Detection annotation records:
☆ ☆ ☆ ☆ ☆ ☆ ☆
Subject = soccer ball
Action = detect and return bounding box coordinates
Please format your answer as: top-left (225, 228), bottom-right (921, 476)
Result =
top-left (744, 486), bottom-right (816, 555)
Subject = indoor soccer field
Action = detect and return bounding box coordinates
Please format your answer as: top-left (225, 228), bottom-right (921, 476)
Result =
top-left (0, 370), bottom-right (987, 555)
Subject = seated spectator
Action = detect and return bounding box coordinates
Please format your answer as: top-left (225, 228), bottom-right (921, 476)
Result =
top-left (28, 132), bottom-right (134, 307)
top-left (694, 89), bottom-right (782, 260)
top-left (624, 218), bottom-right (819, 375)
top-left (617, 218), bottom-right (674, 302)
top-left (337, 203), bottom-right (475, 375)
☆ ☆ ☆ ☆ ☆ ☆ ☆
_WHAT YOU SHOULD DO_: Rewrite all of the lines in these items, requests included, with every bounding box coordinate in the answers multiplied by 0.95 and rounded to the nearest whole number, halves rounded up. Leave the numbers in the requests and their format samples unchanged.

_THE REPLY_:
Subject = soccer ball
Action = detect and return bounding box coordinates
Please format your answer as: top-left (225, 228), bottom-right (921, 476)
Result =
top-left (707, 462), bottom-right (775, 527)
Subject = indoor soccer field
Action = detect and return bounding box coordinates
Please format your answer as: top-left (225, 228), bottom-right (921, 476)
Result =
top-left (0, 352), bottom-right (938, 527)
Subject = seated spectator
Action = detect and return bounding box coordinates
Please format your answer as: top-left (225, 228), bottom-right (921, 476)
Result =
top-left (27, 125), bottom-right (127, 292)
top-left (659, 85), bottom-right (743, 247)
top-left (593, 207), bottom-right (778, 356)
top-left (586, 207), bottom-right (640, 287)
top-left (320, 193), bottom-right (451, 356)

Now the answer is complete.